## [Challenge]
Which lines in the material below contain the string "handle"? Copy each of them; case counts.
━━━━━ Entries supplied
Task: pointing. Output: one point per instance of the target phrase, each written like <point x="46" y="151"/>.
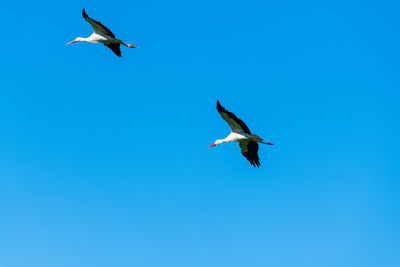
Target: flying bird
<point x="102" y="35"/>
<point x="240" y="133"/>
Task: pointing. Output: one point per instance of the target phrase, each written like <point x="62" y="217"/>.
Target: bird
<point x="240" y="133"/>
<point x="102" y="35"/>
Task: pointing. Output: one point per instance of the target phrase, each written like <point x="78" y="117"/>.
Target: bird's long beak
<point x="211" y="146"/>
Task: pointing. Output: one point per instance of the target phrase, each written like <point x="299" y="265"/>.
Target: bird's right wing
<point x="97" y="26"/>
<point x="236" y="124"/>
<point x="250" y="152"/>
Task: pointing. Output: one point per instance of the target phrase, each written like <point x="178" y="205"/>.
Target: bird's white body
<point x="240" y="133"/>
<point x="102" y="35"/>
<point x="97" y="38"/>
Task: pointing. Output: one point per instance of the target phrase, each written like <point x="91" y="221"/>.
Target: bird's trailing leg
<point x="268" y="143"/>
<point x="129" y="45"/>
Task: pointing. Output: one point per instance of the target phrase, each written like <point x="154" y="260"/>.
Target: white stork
<point x="102" y="35"/>
<point x="240" y="133"/>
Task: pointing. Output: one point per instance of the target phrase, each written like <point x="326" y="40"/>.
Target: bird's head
<point x="77" y="39"/>
<point x="217" y="142"/>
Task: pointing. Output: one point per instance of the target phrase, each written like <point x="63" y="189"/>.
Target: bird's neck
<point x="82" y="39"/>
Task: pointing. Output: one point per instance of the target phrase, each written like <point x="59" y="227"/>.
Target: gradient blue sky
<point x="103" y="160"/>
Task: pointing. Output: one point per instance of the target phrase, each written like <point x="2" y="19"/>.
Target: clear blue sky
<point x="103" y="160"/>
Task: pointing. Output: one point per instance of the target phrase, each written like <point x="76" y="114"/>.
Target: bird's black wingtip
<point x="219" y="107"/>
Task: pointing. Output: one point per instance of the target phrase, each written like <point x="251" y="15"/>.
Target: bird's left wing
<point x="115" y="48"/>
<point x="97" y="26"/>
<point x="236" y="124"/>
<point x="250" y="152"/>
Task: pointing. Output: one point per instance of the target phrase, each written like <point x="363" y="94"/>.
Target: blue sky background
<point x="103" y="160"/>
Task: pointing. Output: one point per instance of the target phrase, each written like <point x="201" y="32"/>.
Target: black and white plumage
<point x="240" y="133"/>
<point x="102" y="35"/>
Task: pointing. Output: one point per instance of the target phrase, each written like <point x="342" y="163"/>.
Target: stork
<point x="240" y="133"/>
<point x="102" y="35"/>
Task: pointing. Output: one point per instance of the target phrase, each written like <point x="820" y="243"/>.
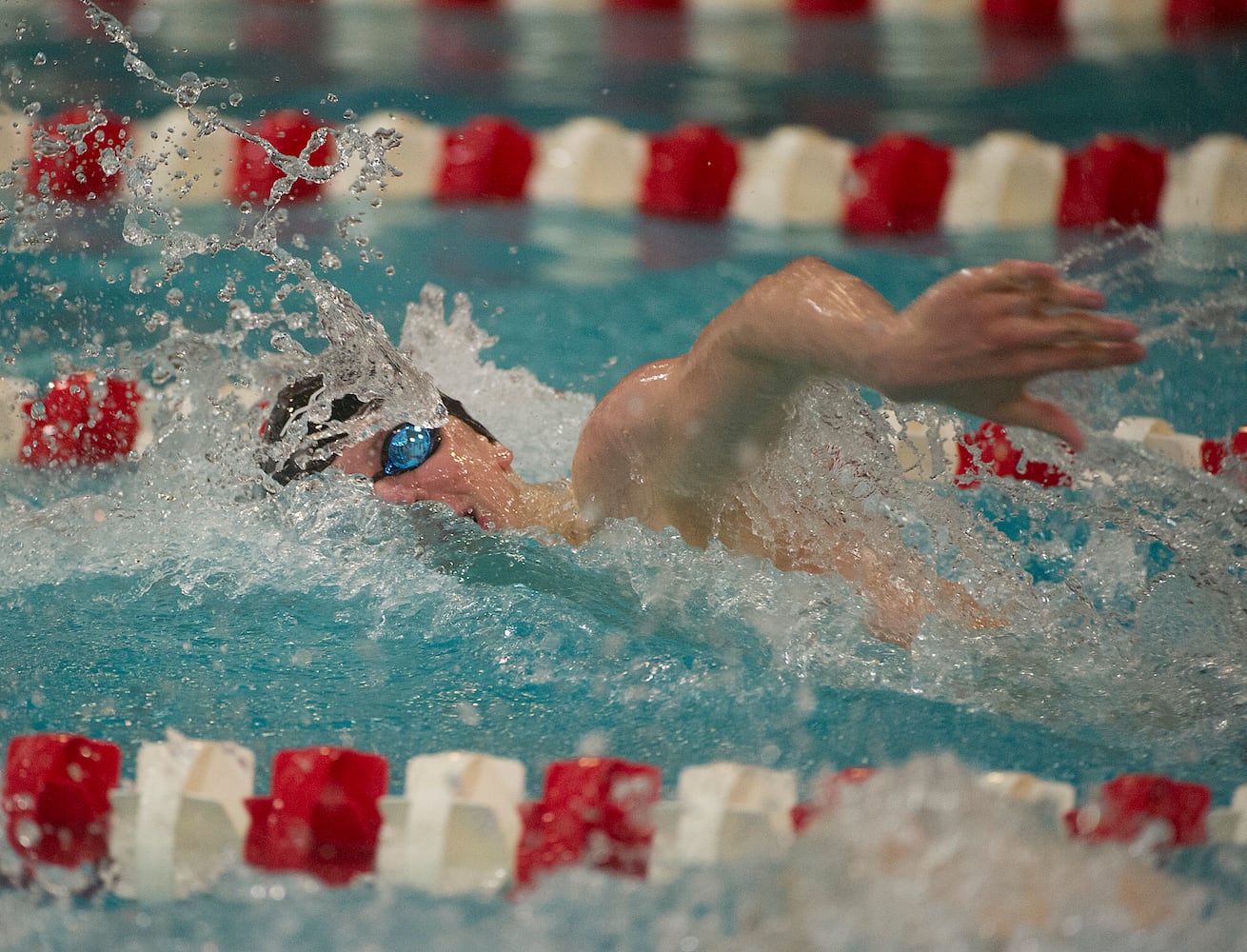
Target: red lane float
<point x="898" y="186"/>
<point x="461" y="826"/>
<point x="486" y="159"/>
<point x="827" y="795"/>
<point x="829" y="8"/>
<point x="80" y="421"/>
<point x="1216" y="453"/>
<point x="1034" y="14"/>
<point x="990" y="449"/>
<point x="1193" y="16"/>
<point x="322" y="816"/>
<point x="596" y="811"/>
<point x="1126" y="806"/>
<point x="77" y="153"/>
<point x="1115" y="179"/>
<point x="690" y="173"/>
<point x="56" y="798"/>
<point x="288" y="131"/>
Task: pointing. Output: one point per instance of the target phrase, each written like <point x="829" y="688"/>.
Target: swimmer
<point x="670" y="445"/>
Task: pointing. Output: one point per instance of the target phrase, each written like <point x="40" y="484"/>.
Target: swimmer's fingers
<point x="1060" y="329"/>
<point x="1029" y="364"/>
<point x="1029" y="285"/>
<point x="1041" y="414"/>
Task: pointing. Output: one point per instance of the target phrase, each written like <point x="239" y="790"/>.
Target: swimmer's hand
<point x="977" y="338"/>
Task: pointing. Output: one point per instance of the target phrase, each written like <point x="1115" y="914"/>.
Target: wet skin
<point x="474" y="478"/>
<point x="668" y="443"/>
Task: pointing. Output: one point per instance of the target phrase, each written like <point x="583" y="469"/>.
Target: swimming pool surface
<point x="175" y="593"/>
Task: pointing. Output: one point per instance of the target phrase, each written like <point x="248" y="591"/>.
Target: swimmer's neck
<point x="551" y="506"/>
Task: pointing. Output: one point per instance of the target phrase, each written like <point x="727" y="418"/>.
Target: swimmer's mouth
<point x="479" y="519"/>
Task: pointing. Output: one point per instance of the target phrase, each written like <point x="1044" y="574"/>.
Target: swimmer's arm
<point x="679" y="430"/>
<point x="664" y="442"/>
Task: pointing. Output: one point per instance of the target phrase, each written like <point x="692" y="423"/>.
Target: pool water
<point x="176" y="593"/>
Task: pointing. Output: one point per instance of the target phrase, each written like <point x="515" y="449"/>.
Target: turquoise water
<point x="173" y="593"/>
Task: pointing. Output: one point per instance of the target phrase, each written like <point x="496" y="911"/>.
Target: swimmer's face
<point x="465" y="472"/>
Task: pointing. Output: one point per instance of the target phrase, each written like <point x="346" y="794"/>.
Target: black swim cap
<point x="292" y="398"/>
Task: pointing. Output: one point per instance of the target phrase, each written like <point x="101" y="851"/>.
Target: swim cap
<point x="310" y="454"/>
<point x="313" y="452"/>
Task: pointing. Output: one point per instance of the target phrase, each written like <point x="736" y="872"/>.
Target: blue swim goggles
<point x="406" y="448"/>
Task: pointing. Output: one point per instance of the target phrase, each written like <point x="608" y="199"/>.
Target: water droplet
<point x="28" y="834"/>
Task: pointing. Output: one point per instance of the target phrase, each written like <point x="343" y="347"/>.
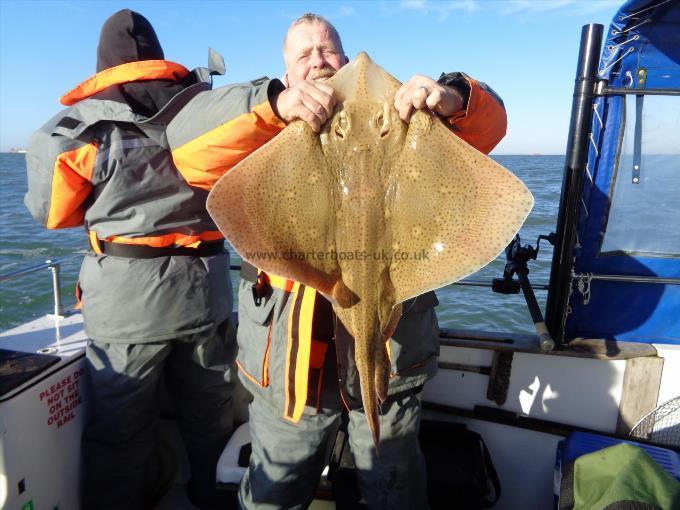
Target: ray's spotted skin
<point x="369" y="184"/>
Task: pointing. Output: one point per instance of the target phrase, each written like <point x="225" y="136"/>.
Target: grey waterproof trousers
<point x="288" y="458"/>
<point x="125" y="382"/>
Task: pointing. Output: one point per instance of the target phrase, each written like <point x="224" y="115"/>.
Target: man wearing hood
<point x="156" y="293"/>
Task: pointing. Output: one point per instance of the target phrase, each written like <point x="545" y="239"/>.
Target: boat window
<point x="644" y="213"/>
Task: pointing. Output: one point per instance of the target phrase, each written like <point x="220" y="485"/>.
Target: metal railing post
<point x="54" y="268"/>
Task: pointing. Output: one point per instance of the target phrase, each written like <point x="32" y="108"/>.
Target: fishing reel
<point x="517" y="257"/>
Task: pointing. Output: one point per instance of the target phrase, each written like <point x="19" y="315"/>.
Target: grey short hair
<point x="310" y="17"/>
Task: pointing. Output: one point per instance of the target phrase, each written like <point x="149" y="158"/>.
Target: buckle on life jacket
<point x="260" y="289"/>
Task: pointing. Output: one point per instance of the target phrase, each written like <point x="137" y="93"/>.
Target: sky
<point x="526" y="50"/>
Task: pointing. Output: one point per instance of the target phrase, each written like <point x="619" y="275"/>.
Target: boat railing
<point x="54" y="266"/>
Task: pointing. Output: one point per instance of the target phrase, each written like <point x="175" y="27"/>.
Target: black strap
<point x="141" y="251"/>
<point x="491" y="471"/>
<point x="249" y="272"/>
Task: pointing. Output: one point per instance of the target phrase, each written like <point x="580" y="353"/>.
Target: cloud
<point x="568" y="7"/>
<point x="442" y="9"/>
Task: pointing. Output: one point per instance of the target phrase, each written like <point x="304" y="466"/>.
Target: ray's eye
<point x="341" y="125"/>
<point x="382" y="123"/>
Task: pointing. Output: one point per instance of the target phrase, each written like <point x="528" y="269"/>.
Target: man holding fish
<point x="295" y="356"/>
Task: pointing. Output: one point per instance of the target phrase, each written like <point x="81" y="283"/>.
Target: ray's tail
<point x="365" y="361"/>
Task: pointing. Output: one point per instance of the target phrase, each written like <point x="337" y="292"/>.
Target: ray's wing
<point x="455" y="209"/>
<point x="275" y="208"/>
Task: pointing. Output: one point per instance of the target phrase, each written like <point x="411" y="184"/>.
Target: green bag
<point x="618" y="478"/>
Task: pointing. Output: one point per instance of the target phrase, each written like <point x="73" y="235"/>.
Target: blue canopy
<point x="629" y="221"/>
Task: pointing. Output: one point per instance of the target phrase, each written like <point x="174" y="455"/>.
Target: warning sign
<point x="62" y="398"/>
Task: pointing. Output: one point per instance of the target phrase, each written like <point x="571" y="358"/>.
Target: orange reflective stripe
<point x="94" y="242"/>
<point x="124" y="73"/>
<point x="71" y="185"/>
<point x="484" y="122"/>
<point x="169" y="239"/>
<point x="247" y="375"/>
<point x="206" y="158"/>
<point x="298" y="351"/>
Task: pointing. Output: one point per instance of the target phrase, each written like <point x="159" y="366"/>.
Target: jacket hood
<point x="127" y="36"/>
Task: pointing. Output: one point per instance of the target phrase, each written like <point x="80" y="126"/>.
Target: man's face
<point x="311" y="52"/>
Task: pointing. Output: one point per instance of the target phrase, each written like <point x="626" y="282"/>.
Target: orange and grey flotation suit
<point x="157" y="267"/>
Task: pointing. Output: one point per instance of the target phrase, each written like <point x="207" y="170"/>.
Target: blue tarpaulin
<point x="629" y="221"/>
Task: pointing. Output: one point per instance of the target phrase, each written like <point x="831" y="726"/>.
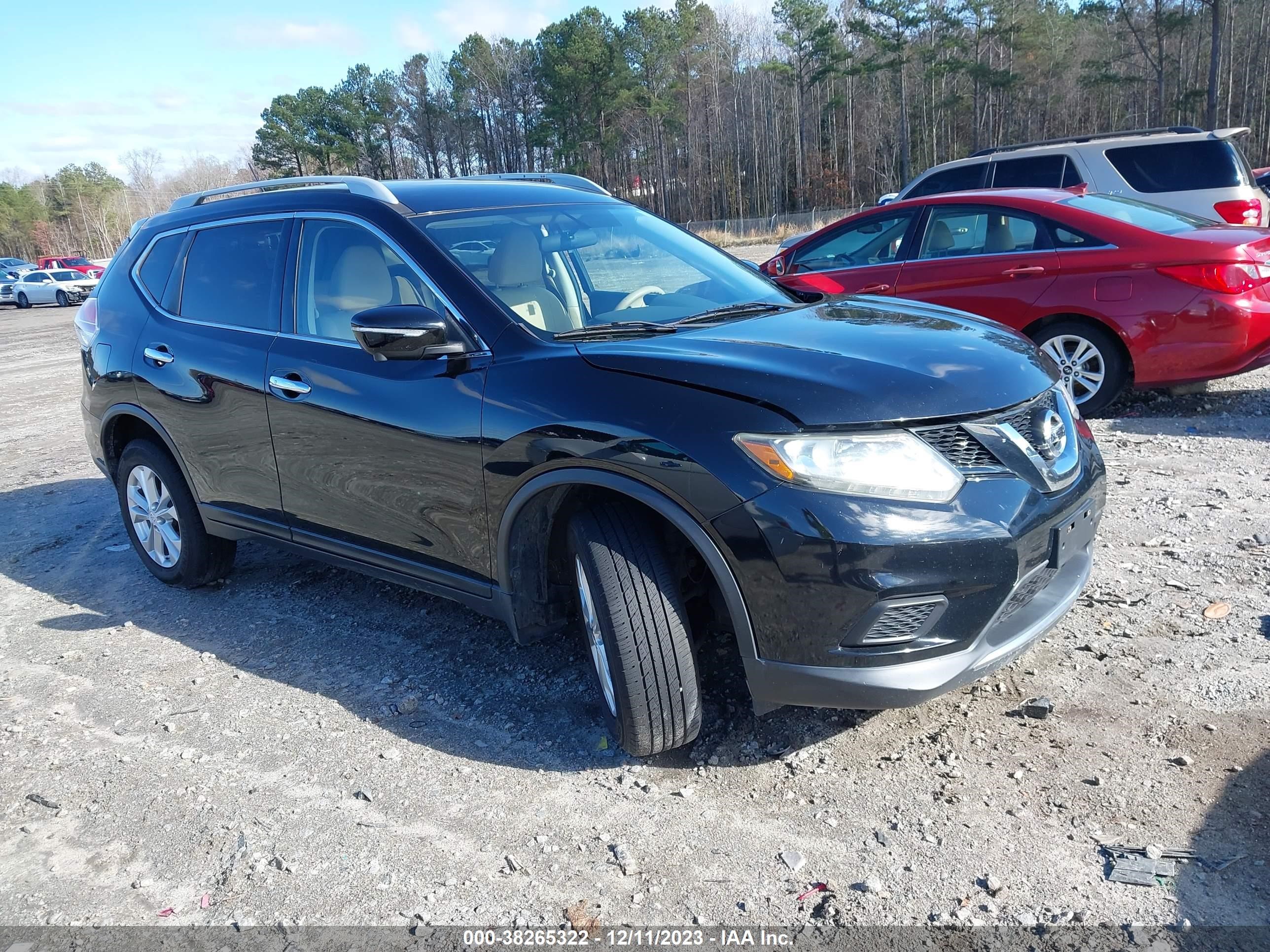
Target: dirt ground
<point x="304" y="744"/>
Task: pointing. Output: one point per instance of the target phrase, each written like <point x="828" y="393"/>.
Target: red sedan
<point x="75" y="263"/>
<point x="1116" y="291"/>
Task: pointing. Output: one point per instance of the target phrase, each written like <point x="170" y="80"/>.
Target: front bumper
<point x="773" y="683"/>
<point x="816" y="570"/>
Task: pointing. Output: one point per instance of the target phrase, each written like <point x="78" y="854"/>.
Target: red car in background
<point x="1116" y="291"/>
<point x="76" y="265"/>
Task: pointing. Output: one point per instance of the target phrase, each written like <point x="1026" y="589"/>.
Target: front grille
<point x="967" y="453"/>
<point x="1026" y="591"/>
<point x="1022" y="419"/>
<point x="959" y="447"/>
<point x="900" y="624"/>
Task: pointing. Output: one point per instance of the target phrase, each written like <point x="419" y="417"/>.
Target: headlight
<point x="888" y="465"/>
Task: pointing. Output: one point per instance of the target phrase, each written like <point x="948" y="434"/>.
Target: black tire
<point x="644" y="629"/>
<point x="202" y="558"/>
<point x="1116" y="370"/>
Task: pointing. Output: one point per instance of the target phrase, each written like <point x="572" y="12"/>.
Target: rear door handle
<point x="290" y="385"/>
<point x="159" y="356"/>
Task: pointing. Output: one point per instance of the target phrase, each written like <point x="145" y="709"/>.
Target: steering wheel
<point x="638" y="295"/>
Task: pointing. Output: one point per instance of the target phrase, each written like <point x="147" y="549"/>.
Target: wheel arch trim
<point x="656" y="501"/>
<point x="1116" y="331"/>
<point x="109" y="420"/>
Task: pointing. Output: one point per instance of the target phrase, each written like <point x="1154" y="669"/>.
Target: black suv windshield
<point x="562" y="268"/>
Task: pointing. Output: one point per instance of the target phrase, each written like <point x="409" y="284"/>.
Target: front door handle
<point x="159" y="356"/>
<point x="290" y="385"/>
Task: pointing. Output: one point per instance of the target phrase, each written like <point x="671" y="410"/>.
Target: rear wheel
<point x="1089" y="360"/>
<point x="635" y="630"/>
<point x="163" y="522"/>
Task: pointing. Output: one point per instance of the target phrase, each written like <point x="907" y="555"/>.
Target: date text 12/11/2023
<point x="627" y="937"/>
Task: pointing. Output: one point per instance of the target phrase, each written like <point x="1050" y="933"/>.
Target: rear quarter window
<point x="158" y="265"/>
<point x="1179" y="167"/>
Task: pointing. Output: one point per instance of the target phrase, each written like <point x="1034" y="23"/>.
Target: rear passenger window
<point x="158" y="265"/>
<point x="234" y="273"/>
<point x="957" y="179"/>
<point x="1035" y="172"/>
<point x="1179" y="167"/>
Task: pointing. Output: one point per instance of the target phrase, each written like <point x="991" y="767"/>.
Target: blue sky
<point x="192" y="78"/>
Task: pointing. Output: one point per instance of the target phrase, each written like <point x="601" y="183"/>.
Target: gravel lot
<point x="307" y="744"/>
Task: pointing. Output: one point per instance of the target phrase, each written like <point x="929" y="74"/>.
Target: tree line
<point x="703" y="113"/>
<point x="85" y="210"/>
<point x="706" y="113"/>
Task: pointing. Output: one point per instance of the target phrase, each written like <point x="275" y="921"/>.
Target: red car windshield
<point x="1152" y="217"/>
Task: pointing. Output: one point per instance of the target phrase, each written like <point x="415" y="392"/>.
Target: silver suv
<point x="1179" y="167"/>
━━━━━━━━━━
## [Written reply]
Target: rear door handle
Target: front door handle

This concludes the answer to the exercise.